What the task asks:
Your task is to transcribe the data in full.

Data listing:
--- Begin ---
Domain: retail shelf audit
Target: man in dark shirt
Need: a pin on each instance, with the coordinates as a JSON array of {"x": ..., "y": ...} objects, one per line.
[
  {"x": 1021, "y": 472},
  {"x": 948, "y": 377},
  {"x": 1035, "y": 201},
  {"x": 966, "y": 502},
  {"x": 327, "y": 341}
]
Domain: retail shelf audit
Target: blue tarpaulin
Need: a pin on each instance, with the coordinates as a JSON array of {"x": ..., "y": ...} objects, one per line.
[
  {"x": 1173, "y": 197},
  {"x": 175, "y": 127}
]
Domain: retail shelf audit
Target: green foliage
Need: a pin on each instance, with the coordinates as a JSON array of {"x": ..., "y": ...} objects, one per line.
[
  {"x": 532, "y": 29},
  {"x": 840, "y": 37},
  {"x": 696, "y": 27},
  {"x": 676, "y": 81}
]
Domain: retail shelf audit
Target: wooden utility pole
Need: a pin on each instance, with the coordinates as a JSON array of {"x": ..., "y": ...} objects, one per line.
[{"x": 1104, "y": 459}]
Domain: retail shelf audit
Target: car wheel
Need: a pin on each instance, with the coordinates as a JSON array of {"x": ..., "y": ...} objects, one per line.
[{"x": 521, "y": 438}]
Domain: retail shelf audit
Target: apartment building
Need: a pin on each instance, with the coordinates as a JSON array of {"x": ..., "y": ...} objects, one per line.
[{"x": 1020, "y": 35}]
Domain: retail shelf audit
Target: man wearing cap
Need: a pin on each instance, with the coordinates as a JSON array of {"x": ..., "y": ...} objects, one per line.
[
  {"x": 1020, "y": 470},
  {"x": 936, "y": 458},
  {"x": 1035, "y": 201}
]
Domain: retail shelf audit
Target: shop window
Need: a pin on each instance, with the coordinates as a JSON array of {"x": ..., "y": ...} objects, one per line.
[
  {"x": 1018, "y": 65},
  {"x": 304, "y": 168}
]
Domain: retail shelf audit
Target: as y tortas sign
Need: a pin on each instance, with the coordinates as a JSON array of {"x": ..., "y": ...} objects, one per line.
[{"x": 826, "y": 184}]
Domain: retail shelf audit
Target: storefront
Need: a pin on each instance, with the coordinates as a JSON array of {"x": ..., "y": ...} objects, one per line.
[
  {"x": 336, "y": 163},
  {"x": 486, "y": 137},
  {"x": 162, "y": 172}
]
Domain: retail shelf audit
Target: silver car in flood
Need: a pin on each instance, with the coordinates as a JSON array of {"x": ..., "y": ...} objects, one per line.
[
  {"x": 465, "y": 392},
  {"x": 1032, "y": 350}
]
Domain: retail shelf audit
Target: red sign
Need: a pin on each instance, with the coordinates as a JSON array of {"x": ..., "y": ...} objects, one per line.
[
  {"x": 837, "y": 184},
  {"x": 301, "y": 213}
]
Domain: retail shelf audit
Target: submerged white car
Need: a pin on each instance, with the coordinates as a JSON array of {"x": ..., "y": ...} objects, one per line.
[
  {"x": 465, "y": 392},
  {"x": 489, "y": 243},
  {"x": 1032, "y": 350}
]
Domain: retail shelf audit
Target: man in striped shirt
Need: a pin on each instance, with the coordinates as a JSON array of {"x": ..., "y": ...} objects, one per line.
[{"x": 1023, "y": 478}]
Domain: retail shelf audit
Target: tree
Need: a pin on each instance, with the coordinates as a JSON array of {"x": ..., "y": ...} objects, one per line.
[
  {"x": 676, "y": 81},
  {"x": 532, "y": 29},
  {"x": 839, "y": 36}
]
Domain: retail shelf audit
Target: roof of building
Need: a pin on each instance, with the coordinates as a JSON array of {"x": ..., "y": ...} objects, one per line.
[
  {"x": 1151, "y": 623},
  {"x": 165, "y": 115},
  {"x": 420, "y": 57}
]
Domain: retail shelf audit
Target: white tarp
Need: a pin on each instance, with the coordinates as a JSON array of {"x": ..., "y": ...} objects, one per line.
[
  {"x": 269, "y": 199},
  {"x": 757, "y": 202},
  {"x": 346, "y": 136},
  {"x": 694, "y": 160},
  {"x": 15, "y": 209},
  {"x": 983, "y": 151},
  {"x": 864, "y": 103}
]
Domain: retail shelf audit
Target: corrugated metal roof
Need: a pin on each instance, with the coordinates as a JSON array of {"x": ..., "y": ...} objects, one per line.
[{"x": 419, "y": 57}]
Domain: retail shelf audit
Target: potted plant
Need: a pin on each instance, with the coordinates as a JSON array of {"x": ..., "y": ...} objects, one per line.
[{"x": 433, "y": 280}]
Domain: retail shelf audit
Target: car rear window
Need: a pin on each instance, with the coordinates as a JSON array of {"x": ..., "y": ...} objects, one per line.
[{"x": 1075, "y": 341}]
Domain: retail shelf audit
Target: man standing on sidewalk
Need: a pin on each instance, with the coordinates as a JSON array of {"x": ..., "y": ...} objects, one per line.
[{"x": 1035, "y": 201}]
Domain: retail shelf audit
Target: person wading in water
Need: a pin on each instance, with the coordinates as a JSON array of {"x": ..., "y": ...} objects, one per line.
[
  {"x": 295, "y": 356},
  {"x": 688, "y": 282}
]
--- End ---
Complete output:
Domain: retail shelf audit
Target: man in dark shirt
Need: a pin on each instance, with the coordinates as a JSON array of {"x": ..., "y": ...} objects, one per line.
[
  {"x": 1021, "y": 472},
  {"x": 948, "y": 377},
  {"x": 1035, "y": 201},
  {"x": 966, "y": 502},
  {"x": 327, "y": 341}
]
Domain: retail shelf audit
Target: blue tarpaulin
Need: a pin on each instance, with the coordinates as a JSON array of {"x": ..., "y": ...} objects, one per line.
[
  {"x": 1173, "y": 197},
  {"x": 175, "y": 127}
]
Domain: retail shelf audit
Target: green foliage
Need: a pin on each instance, with the coordinates as a JSON array of {"x": ..., "y": ...} objects, one per line.
[
  {"x": 532, "y": 29},
  {"x": 840, "y": 37},
  {"x": 696, "y": 27},
  {"x": 676, "y": 81}
]
Domain: retail shelf audit
Target: wooden utility pole
Need: a pin on each instance, with the coordinates as a JSON array of {"x": ..., "y": ...} objects, one per line.
[{"x": 1104, "y": 459}]
Domain: retail shelf audit
Target: car wheel
Need: a pin on each instance, with the coordinates as a JSON array of {"x": ..., "y": ...} objects, one per line.
[{"x": 521, "y": 438}]
Domain: retail shelf audit
Target: apartment building
Need: a pin on each instance, with the coordinates as a JSON array of {"x": ..., "y": ...} objects, one per line.
[{"x": 1020, "y": 35}]
Domain: retail shelf audit
Target: man wearing cap
Need: a pin on each instance, with the coordinates as a JSON array of {"x": ..., "y": ...} objects, one per line.
[
  {"x": 1020, "y": 470},
  {"x": 936, "y": 458},
  {"x": 1035, "y": 201}
]
Domain: retail shelf audit
Target: shop window
Need: a pin on each instance, with the coordinates as a JSON array of {"x": ..., "y": ...} objects, one per line.
[
  {"x": 1018, "y": 65},
  {"x": 304, "y": 168}
]
Domain: retail shelf audit
Target: as y tortas sign
Need: a pin on each instance, with the coordinates as a JSON array of {"x": ..., "y": ...} objects, one per line.
[{"x": 826, "y": 184}]
Domain: retail shelf audit
Target: storefront
Need: a pin on each instance, with the coordinates as a JSON array of {"x": ..., "y": ...} objects, one per line.
[
  {"x": 336, "y": 163},
  {"x": 486, "y": 137},
  {"x": 162, "y": 172}
]
Domain: retail shelf audit
Target: silver car in flood
Need: a pin on each instance, with the coordinates as a JSON array of {"x": ..., "y": ...} objects, one per line.
[
  {"x": 465, "y": 392},
  {"x": 1032, "y": 350}
]
Domain: retail shelf audit
Target: red sign
Need: a pin on each instance, with the coordinates as a JSON array of {"x": ..., "y": ...} objects, one per line.
[
  {"x": 837, "y": 184},
  {"x": 301, "y": 213}
]
Domain: retail shelf audit
Target: submerged white car
Need: a pin on each instance, with the coordinates as a JSON array of {"x": ..., "y": ...} objects, one per line.
[
  {"x": 465, "y": 392},
  {"x": 489, "y": 243},
  {"x": 1032, "y": 350}
]
Domain: retail shelf audit
Target: man in striped shirt
Need: a pin on each instance, with the coordinates as a JSON array of {"x": ..., "y": ...} objects, one per line.
[{"x": 1023, "y": 478}]
Domain: retail shelf audit
Target: tree
Need: a pin on each instance, with the coordinates as a JSON array of {"x": ..., "y": ...} objects, one per line.
[
  {"x": 676, "y": 81},
  {"x": 532, "y": 29},
  {"x": 839, "y": 36}
]
Domain: retail shelf audit
Target: roof of building
Need: a pin on each instance, with the coordinates as a JSON array of {"x": ..., "y": ...} objects, one per line.
[
  {"x": 1151, "y": 623},
  {"x": 165, "y": 115},
  {"x": 420, "y": 57}
]
Domain: retail shelf audit
Target: white tarp
Need: a pin on each instance, with the coordinates as a JSON array of {"x": ..., "y": ...} objects, one per line.
[
  {"x": 269, "y": 199},
  {"x": 757, "y": 202},
  {"x": 346, "y": 136},
  {"x": 694, "y": 160},
  {"x": 15, "y": 209},
  {"x": 983, "y": 151},
  {"x": 864, "y": 103}
]
Domain: retail shelf audit
Target: corrugated metal roof
Need: a pin on each instance, with the coordinates as a JSON array of {"x": ..., "y": ...} objects, one per line.
[{"x": 419, "y": 57}]
Domain: retail shelf audit
Target: potted plant
Need: a pin on each instance, with the coordinates as a JSON array of {"x": ..., "y": ...} objects, one per line.
[{"x": 433, "y": 280}]
Domain: retail shelf audit
Target: car rear window
Need: a pin on each instance, with the coordinates as a JSON array of {"x": ..., "y": ...} objects, one per line.
[{"x": 1075, "y": 341}]
Domain: retail shelf audit
Target: man standing on sidewalk
Need: a pin on each instance, with the coordinates as a JSON array of {"x": ..., "y": ...} objects, one per line.
[{"x": 1035, "y": 201}]
Domain: retail shelf audit
Target: person wading in water
Need: a pin on each instance, with the coordinates as a JSON array of {"x": ..., "y": ...} objects, one per line.
[
  {"x": 295, "y": 356},
  {"x": 688, "y": 282}
]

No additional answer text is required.